• **Selected excerpt**:
-- Opening Marker --
Three people in a family in Ho Chi Minh City with a history of hypercholesterolemia have developed a new gene mutation that is suspected to be given by their father and has never been reported in the world.
N.T.H., a 45-year-old resident of Tan Binh District, is one of those three people.
H. first had a lump under the skin at the joint of the middle finger of his left hand about 20 years ago, before it slowly grew bigger, according to Dr. Hoang Van Minh, head of the Hemangioma Center under the University of Medicine and Pharmacy at Ho Chi Minh City.
In the following years, H. continued to develop similar subcutaneous nodules in the right middle finger joint, elbows, knees, and heel tendons.
These tumors are characterized by bilaterally symmetrical growth.
The patient visited many doctors but failed to get an accurate diagnosis of the disease.
He also underwent several surgeries, but then the lumps recurred after a couple of years.
H. said the lumps do not cause pain but grow in clusters and gradually get bigger, making him feel embarrassed.
To date, he has gone through 15 medical operations to remove the lumps.
Doctors noted that H. had a history of hypercholesterolemia that has had a poor response to medical treatment while his blood cholesterol level continued to rise.
Three years ago, during a general examination, doctors discovered that he had coronary artery disease (CAD).
According to the patient, his father suffered a heart attack and passed away.
Among him and his three siblings, his elder sister and younger brother also have a history of high blood cholesterol levels and poor response to treatment.
The younger brother had similar lumps under the skin but in a smaller number than H. and also had CAD two years ago.
Meanwhile, H.’s eldest brother neither has high cholesterol nor shows any abnormalities.
|This supplied photo shows lumps under the heel tendons.|
Suspecting H.’s lumps to be tendinopathy and related to the family’s history of hypercholesterolemia, Dr. Minh gave the patient a general blood test, biopsy, and magnetic resonance imaging (MRI) of the tumor in his heel tendon.
The results showed that the patient’s total cholesterol level increased exceptionally high.
Recognizing that this is a rare disease, Dr. Minh sent samples of H.’s tumor to the U.S. for pathology and consultation.
The results of histopathological examination and consultation from the U.S. confirmed the patient’s fatty lipoma of the tendon sheath as diagnosed by Dr. Minh.
An examination and a biopsy of the lumps at the elbow of the youngest brother returned the same result of lipoma.
Dr. Minh examined genes of H.’s entire family members with help from the molecular genetics unit of the School of Medicine at the Vietnam National University-Ho Chi Minh City.
The results of gene decoding revealed that H., his elder sister and younger brother had a history of hypercholesterolemia due to a new gene mutation suspected of being passed down from their father.
This new gene mutation, which is found in different body parts of H. and his family members, has never been reported in the world.
This is an interesting finding because these lipomas are usually found only under the eyelids of ederly or obese people, according to Dr. Minh.
H. and his two siblings with this new gene mutation all have sub-articular lipomas that make it difficult for them to walk, leading to their high cholesterol level and cardiovascular disease.
His father died as these lumps were uncontrolled, easily increasing the risk of a stroke.
H. and his siblings have been prescribed certain pills and follow a diet excluding fat and animal organs to control the cholesterol level and prevent a stroke.
Their case may prompt scientists around the world to find special medicine to treat such large layers of lipomas that develop at many skin joints.
-- Closing Marker --
• **Given entries**:
-- Opening Marker --
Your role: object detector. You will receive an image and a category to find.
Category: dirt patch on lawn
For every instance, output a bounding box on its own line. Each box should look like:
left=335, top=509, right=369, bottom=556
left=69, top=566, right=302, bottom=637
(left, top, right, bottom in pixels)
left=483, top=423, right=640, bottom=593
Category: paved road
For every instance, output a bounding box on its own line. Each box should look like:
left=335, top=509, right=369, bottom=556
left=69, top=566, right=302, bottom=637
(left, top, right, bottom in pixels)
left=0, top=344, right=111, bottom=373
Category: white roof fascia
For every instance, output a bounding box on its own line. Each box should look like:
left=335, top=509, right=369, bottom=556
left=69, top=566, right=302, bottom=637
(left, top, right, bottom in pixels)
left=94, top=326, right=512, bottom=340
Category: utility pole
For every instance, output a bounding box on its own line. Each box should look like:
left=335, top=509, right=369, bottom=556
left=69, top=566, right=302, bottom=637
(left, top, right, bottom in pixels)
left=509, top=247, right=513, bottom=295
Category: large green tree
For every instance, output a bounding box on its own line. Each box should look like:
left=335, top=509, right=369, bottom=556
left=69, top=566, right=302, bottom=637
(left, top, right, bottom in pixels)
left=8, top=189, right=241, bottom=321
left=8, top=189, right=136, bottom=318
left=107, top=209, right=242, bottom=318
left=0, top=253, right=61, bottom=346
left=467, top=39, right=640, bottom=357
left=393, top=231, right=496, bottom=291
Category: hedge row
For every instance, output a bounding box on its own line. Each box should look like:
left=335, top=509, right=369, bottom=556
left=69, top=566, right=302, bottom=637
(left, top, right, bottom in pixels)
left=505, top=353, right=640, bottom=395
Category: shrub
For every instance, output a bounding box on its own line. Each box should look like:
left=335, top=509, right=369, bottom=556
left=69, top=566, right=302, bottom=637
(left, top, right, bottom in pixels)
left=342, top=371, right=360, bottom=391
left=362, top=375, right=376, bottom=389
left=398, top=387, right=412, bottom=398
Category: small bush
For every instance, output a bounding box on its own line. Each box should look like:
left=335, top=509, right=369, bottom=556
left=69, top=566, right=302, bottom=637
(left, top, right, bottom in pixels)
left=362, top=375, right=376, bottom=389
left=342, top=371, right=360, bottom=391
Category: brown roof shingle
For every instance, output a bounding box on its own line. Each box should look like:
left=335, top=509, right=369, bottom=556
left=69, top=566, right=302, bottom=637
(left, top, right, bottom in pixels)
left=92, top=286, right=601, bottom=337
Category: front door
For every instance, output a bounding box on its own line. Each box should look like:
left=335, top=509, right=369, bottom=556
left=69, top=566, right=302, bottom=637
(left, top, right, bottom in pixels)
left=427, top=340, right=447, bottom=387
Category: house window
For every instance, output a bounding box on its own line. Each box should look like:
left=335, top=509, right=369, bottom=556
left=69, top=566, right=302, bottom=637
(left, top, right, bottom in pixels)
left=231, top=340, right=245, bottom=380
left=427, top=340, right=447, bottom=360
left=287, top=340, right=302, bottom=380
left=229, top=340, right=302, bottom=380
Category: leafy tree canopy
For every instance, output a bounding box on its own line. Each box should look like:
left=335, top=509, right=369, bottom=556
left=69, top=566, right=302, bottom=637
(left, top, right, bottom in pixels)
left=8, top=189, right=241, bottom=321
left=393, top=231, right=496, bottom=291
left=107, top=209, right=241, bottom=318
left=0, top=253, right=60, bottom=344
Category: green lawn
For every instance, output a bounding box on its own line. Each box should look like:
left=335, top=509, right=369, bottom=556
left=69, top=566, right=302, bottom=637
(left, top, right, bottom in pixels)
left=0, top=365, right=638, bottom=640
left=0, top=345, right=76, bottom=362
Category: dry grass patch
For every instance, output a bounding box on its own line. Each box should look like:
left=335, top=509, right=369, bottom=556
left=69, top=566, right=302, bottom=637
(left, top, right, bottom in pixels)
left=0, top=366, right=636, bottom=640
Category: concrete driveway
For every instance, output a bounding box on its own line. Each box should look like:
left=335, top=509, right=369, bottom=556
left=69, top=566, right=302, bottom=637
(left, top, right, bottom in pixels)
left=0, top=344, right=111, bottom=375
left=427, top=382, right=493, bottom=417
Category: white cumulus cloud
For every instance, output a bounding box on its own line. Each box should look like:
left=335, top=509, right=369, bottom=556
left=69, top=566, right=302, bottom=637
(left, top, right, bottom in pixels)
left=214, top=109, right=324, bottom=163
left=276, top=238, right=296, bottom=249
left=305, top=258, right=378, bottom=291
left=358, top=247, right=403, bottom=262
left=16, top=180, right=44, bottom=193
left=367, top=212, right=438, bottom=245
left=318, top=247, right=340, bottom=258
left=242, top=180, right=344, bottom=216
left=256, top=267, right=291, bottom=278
-- Closing Marker --
-- Opening Marker --
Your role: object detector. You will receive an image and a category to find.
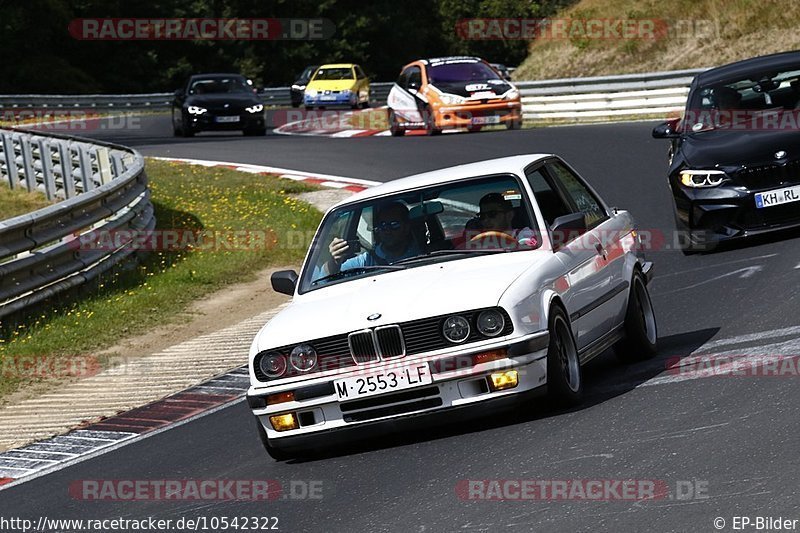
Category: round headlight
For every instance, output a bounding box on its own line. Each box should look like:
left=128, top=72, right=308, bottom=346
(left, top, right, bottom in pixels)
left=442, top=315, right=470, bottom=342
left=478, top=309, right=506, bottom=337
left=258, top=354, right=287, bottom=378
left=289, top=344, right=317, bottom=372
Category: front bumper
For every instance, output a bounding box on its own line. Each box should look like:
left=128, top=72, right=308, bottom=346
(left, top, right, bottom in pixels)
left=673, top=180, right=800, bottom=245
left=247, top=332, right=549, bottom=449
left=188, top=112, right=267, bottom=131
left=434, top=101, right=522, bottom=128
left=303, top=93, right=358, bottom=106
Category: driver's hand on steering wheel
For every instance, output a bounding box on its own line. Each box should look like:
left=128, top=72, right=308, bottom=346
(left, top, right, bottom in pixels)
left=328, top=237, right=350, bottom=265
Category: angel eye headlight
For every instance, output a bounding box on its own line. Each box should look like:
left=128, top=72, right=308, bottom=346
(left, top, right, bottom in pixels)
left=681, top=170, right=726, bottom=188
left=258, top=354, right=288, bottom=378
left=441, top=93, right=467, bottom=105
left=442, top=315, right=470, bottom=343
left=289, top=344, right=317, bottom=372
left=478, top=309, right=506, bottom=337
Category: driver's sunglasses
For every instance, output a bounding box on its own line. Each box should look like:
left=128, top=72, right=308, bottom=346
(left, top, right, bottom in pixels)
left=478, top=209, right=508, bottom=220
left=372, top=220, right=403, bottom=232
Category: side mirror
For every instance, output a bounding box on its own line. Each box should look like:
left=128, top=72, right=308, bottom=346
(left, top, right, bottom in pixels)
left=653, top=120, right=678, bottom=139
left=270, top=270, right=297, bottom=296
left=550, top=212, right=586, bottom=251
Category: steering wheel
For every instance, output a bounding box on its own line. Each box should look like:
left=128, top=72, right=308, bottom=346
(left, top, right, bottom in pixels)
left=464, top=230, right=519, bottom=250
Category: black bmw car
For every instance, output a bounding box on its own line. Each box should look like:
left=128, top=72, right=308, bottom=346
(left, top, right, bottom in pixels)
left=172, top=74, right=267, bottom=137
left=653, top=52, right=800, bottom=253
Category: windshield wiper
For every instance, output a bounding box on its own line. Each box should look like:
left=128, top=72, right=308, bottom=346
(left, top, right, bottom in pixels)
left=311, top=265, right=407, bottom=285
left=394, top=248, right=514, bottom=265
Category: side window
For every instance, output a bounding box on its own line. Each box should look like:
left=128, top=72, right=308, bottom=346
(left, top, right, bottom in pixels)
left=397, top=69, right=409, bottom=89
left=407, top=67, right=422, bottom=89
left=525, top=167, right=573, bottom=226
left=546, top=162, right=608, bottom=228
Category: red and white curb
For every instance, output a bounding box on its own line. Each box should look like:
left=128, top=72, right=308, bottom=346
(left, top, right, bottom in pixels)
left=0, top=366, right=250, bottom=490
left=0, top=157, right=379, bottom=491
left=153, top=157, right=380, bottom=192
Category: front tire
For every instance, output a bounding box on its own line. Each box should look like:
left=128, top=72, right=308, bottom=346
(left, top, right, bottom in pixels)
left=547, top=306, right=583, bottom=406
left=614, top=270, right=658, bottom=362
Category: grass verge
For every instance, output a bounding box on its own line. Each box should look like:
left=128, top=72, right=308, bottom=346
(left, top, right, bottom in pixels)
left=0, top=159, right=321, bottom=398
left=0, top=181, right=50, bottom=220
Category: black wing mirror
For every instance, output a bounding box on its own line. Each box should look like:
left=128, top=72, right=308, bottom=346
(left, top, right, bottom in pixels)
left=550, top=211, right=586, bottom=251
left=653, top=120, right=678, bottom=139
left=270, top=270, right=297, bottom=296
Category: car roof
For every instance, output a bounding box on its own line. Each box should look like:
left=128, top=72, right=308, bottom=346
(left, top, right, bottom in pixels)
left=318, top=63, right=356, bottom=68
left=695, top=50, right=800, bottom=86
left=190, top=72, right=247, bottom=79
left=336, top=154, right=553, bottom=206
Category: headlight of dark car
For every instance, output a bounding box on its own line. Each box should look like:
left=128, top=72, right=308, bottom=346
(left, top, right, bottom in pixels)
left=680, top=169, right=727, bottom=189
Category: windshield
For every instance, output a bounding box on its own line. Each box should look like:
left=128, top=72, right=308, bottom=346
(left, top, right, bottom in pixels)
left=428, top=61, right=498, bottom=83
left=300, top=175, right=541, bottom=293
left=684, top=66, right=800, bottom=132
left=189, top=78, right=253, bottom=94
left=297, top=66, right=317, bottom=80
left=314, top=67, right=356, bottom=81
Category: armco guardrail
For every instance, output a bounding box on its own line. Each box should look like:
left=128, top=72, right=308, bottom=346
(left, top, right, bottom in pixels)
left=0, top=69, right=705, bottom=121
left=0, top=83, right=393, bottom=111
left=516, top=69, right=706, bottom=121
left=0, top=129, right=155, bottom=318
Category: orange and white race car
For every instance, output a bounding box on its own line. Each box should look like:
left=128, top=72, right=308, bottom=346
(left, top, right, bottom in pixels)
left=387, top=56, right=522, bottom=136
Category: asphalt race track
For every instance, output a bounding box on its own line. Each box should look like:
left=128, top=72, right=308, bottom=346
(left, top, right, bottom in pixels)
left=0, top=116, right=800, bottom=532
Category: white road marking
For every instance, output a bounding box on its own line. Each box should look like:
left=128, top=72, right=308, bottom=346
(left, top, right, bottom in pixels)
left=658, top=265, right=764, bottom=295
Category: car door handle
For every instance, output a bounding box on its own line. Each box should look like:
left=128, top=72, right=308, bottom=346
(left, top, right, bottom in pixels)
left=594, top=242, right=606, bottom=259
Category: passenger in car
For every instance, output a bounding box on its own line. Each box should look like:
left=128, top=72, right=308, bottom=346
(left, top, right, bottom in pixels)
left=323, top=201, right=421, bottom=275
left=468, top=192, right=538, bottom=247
-- Closing Marker --
• **Required action A**: From the hypercholesterolemia article, copy word for word the part that opens with the words containing "The patient visited" and closes with "artery disease (CAD).".
• **Required action B**: According to the hypercholesterolemia article, how many medical operations has H. gone through to remove the lumps?
• **Required action C**: Decide whether each statement agrees with the hypercholesterolemia article, answering yes or no and quoting the deciding words: (i) H.'s eldest brother has high cholesterol. (ii) Samples of H.'s tumor were sent to the U.S. (iii) The lumps cause H. pain.

• **Written answer A**:
The patient visited many doctors but failed to get an accurate diagnosis of the disease.
He also underwent several surgeries, but then the lumps recurred after a couple of years.
H. said the lumps do not cause pain but grow in clusters and gradually get bigger, making him feel embarrassed.
To date, he has gone through 15 medical operations to remove the lumps.
Doctors noted that H. had a history of hypercholesterolemia that has had a poor response to medical treatment while his blood cholesterol level continued to rise.
Three years ago, during a general examination, doctors discovered that he had coronary artery disease (CAD).

• **Written answer B**: 15 operations.

• **Written answer C**:
(i) No: "H.’s eldest brother neither has high cholesterol nor shows any abnormalities."
(ii) Yes: "Dr. Minh sent samples of H.’s tumor to the U.S. for pathology and consultation."
(iii) No: "H. said the lumps do not cause pain"